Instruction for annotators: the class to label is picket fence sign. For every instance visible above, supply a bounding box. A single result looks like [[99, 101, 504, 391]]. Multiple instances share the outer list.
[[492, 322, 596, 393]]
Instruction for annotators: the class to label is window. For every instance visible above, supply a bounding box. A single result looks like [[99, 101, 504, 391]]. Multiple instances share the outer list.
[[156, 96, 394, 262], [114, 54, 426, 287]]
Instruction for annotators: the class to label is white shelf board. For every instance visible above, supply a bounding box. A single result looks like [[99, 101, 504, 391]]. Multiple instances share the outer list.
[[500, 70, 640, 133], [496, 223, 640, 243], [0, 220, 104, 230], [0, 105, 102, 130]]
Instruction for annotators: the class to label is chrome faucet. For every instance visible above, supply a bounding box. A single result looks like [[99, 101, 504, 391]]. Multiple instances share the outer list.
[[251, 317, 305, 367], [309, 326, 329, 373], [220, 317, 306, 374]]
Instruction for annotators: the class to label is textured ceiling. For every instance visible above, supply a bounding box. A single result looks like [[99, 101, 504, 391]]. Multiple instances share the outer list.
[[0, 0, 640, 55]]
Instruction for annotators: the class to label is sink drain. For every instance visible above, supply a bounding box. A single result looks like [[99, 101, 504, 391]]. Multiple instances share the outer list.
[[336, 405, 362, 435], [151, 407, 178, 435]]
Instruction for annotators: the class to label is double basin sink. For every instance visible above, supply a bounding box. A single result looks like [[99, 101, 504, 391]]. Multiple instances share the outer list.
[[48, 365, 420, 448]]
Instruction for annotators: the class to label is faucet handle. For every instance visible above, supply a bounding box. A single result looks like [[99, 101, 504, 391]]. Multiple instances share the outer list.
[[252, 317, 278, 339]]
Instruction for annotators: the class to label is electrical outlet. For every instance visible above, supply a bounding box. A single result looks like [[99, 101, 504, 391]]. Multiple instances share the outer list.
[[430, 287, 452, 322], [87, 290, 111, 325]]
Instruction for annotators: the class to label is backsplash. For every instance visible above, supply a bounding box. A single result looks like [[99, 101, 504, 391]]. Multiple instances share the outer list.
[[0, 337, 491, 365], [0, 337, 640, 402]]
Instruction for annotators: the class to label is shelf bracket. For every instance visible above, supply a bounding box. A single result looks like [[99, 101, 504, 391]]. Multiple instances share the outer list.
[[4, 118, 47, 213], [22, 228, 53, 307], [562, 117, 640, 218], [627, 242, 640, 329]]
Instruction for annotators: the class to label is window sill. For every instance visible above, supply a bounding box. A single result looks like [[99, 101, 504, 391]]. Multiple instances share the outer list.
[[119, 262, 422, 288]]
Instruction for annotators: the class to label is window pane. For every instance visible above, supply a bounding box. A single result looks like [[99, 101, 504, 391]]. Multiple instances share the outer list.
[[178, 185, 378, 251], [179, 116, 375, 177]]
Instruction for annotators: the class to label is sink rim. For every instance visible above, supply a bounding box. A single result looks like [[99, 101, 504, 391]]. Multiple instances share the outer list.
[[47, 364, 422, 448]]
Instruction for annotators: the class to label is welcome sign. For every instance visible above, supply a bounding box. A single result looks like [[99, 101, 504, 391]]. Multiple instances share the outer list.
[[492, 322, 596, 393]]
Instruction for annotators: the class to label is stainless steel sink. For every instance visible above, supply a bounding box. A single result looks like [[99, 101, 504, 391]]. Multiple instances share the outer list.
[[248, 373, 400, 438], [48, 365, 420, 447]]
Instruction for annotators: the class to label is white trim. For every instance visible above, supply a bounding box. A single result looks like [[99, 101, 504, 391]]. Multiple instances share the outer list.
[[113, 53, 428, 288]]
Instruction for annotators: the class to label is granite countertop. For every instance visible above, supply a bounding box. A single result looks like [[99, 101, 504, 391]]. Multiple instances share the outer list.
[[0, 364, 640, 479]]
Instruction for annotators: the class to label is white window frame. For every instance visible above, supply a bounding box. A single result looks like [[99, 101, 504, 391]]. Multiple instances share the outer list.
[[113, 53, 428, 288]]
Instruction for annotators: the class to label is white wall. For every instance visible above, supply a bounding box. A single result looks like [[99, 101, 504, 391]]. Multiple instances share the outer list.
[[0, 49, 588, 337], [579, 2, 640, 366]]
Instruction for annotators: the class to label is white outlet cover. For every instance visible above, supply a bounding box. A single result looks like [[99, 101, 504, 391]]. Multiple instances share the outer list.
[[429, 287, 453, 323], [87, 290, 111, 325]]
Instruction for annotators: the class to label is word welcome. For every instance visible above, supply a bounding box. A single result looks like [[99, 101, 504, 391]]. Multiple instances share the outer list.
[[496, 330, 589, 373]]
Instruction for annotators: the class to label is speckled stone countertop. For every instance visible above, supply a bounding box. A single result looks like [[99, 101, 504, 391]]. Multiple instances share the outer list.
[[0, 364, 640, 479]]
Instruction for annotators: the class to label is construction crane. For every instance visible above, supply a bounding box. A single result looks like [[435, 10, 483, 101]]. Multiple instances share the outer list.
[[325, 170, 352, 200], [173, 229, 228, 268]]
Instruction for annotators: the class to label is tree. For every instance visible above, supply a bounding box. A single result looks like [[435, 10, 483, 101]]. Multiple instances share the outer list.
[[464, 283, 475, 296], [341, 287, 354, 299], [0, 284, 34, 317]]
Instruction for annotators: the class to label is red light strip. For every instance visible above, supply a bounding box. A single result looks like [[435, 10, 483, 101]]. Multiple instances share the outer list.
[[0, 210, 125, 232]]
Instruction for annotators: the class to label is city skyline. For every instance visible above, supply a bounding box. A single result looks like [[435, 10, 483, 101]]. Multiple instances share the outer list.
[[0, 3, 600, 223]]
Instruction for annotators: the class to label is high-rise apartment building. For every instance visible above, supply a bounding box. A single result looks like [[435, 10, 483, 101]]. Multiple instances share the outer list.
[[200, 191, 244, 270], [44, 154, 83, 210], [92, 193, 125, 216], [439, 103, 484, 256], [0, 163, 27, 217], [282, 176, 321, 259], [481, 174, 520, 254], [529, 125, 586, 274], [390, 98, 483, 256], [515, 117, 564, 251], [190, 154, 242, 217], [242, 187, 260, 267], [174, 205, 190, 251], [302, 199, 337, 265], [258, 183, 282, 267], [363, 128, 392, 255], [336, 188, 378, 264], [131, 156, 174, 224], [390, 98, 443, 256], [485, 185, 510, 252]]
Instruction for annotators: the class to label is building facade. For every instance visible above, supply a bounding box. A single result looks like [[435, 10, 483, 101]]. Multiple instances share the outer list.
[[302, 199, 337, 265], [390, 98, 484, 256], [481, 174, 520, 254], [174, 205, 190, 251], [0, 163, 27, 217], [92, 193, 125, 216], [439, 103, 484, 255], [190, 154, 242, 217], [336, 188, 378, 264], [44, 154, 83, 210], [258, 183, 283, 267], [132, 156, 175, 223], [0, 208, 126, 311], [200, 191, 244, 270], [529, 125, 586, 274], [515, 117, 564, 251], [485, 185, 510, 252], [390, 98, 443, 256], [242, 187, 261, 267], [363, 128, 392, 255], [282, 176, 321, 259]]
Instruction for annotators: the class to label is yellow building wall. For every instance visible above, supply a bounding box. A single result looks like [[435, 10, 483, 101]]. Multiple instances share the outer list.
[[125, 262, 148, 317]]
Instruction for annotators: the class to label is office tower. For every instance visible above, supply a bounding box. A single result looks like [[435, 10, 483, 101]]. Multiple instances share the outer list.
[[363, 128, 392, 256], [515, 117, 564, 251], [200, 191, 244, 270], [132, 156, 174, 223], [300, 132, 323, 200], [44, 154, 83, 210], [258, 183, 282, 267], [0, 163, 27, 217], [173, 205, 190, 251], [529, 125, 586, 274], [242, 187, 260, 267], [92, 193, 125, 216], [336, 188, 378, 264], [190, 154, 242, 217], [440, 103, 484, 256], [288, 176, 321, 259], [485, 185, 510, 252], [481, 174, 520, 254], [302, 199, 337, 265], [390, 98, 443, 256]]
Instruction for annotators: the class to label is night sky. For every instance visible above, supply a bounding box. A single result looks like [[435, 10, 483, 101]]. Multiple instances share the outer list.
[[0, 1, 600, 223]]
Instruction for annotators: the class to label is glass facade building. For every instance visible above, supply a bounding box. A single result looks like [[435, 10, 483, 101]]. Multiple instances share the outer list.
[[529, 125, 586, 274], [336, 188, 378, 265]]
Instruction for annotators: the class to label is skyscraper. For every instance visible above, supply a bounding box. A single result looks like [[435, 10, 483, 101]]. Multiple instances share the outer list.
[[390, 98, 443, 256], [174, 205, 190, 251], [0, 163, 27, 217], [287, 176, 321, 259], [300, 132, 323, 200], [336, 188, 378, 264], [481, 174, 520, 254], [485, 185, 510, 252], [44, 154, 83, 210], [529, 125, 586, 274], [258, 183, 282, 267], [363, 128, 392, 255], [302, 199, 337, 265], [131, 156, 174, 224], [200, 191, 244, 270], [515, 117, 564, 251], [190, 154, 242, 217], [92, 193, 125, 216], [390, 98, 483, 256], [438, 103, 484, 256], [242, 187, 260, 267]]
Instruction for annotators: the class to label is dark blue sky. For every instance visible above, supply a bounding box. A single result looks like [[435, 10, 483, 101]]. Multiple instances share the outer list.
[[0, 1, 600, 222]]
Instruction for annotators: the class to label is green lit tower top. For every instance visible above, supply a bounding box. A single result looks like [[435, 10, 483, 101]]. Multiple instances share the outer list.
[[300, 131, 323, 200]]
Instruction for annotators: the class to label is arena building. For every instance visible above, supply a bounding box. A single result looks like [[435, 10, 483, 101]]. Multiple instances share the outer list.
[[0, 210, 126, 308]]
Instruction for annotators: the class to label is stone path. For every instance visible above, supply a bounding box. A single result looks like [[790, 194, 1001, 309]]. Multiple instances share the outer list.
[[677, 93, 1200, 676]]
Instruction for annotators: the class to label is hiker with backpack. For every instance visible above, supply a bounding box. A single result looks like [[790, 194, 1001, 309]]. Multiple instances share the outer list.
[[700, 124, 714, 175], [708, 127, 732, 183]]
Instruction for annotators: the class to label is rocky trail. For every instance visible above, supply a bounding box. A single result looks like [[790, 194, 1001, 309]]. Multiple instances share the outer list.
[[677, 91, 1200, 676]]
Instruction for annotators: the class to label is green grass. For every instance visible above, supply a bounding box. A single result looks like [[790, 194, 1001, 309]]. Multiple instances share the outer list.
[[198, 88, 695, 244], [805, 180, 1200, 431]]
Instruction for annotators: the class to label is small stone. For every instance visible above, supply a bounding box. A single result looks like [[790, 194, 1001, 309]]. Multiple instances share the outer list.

===

• PROBLEM STATEMENT: Print the part of the data that opens with the line containing "Instruction for annotators: the class to label is tree." and closes with the line containing "176, 321, 259]]", reproducing every line in that span without any change.

• SOLUTION TO THE PROBLEM:
Instruction for annotators: the class to label is tree. For every instance visible above, supply a bounding box. A single result looks like [[435, 10, 483, 101]]. Multiple instances share the outer list.
[[464, 283, 475, 296], [341, 287, 354, 299], [0, 284, 34, 317]]
Instruction for annotators: the class to label is red light strip. For every instance visible above, supply a bounding box. A single result looks like [[435, 10, 483, 101]]. Multiple instances share the outer list.
[[0, 210, 125, 232]]
Instruction for annotators: the class to label is city skyline. For every instance visible above, supply a bounding box. A single result looks like [[435, 10, 483, 101]]. Multiple instances share the outer list.
[[0, 3, 600, 223]]
Instruction for annotators: the class to label is high-rise apartment building. For every instance visible above, supply a bounding box. A single result looks like [[435, 10, 483, 101]]. Multiple instances share the outer list.
[[200, 191, 244, 270], [44, 154, 83, 210], [92, 193, 125, 216], [439, 103, 484, 256], [0, 163, 27, 217], [282, 176, 321, 259], [481, 174, 520, 254], [529, 125, 586, 274], [390, 98, 483, 256], [515, 117, 564, 251], [190, 154, 242, 217], [242, 187, 260, 267], [174, 205, 190, 251], [302, 199, 337, 265], [258, 183, 282, 267], [363, 128, 392, 255], [336, 188, 378, 264], [131, 156, 174, 224], [390, 98, 443, 256], [485, 185, 510, 252]]
Instruction for annotators: the class to label is building facade. For every instance visible above, supply a bounding box. A single result looks like [[435, 10, 483, 101]]. Multiple instances share the outer list.
[[302, 199, 337, 265], [390, 98, 484, 256], [481, 174, 520, 254], [174, 205, 190, 251], [0, 163, 27, 217], [92, 193, 125, 216], [439, 103, 484, 255], [190, 154, 242, 217], [336, 188, 378, 264], [44, 154, 83, 210], [258, 183, 283, 267], [132, 156, 175, 223], [0, 208, 126, 311], [200, 191, 244, 270], [529, 125, 586, 274], [515, 117, 564, 251], [485, 185, 510, 252], [390, 98, 443, 256], [242, 187, 261, 267], [363, 128, 392, 255], [282, 176, 321, 259]]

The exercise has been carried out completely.